## Detalhes da tarefa
Reescale as coordenadas dos pontos nas respostas, começando pela linha que contém "Where can you spot the white ceiling" e parando no fim dos itens, com ambas as extremidades incluídas: multiplique cada coordenada por 2,1 e arredonde para o inteiro mais próximo, com as metades arredondadas para cima. Reproduza apenas essas linhas, inclusive as de texto, que devem permanecer inalteradas.

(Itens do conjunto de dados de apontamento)
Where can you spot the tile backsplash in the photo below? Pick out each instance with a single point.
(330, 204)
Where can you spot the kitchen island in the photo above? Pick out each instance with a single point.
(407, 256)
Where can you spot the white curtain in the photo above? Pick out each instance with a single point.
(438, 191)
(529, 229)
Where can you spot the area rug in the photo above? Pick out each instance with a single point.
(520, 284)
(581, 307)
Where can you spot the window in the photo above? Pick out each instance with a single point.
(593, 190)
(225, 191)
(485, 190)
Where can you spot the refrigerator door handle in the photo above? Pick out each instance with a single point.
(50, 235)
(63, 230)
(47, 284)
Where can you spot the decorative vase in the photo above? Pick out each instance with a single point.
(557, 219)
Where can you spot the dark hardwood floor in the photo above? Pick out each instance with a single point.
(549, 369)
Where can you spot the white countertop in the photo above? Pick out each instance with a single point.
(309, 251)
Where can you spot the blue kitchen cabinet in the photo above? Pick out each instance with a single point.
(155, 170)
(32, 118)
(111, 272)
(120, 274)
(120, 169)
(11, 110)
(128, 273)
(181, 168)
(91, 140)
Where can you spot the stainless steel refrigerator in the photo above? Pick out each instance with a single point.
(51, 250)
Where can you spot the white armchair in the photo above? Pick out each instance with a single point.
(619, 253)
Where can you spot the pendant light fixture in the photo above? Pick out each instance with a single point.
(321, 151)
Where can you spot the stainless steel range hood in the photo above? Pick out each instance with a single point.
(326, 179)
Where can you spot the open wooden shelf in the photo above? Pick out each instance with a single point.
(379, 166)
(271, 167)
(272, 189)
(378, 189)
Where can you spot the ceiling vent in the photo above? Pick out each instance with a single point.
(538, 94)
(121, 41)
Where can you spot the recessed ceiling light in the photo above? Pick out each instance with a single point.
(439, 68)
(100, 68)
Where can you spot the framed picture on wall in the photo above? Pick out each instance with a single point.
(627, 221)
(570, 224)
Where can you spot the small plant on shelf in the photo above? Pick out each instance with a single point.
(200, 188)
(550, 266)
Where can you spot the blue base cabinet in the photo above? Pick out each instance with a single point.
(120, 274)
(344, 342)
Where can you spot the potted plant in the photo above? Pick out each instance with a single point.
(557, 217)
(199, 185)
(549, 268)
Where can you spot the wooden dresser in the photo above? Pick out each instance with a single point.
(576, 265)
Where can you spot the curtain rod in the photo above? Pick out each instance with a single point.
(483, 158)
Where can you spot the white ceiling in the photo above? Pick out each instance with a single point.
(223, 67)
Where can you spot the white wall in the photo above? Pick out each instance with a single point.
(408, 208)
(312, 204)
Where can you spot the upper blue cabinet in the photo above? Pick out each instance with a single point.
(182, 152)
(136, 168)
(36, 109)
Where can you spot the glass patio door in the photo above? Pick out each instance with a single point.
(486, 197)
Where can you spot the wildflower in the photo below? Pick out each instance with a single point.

## Resposta
Where can you spot the white ceiling in the photo above? Pick out each instance with a single point.
(468, 141)
Where can you spot the white wall in the photo above? Pick out each instance with a single point.
(857, 437)
(655, 428)
Where can you spot the upper blue cabinet in the photo above? Pick out each instance with a single point.
(382, 319)
(286, 353)
(76, 229)
Where can you spot the glass patio door in the photo above? Pick out each instance with a single point.
(1021, 414)
Where can you spot the wildflower in the photo below? Pick out each instance with a single point.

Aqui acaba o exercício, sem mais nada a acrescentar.